→ TO DO:
Reproduce everything from the line containing "point: fence post" down to the last of these lines, switching "fence post" to "gate post" and leaving the rest untouched.

Collection entries:
>>>>

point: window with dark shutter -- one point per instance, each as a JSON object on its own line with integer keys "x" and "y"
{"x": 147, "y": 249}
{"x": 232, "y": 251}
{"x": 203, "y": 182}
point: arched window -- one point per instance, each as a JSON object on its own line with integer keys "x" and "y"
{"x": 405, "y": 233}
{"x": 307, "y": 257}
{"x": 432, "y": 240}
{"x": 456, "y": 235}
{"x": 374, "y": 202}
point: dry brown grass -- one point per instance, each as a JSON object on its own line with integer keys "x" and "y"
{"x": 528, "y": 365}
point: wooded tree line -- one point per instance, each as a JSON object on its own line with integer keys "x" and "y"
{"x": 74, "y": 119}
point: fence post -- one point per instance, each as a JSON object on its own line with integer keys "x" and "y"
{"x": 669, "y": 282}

<<<<

→ WRITTEN REPLY:
point: gate post -- one point per instance, each as a JSON object on its own line with integer keys "x" and "y"
{"x": 669, "y": 282}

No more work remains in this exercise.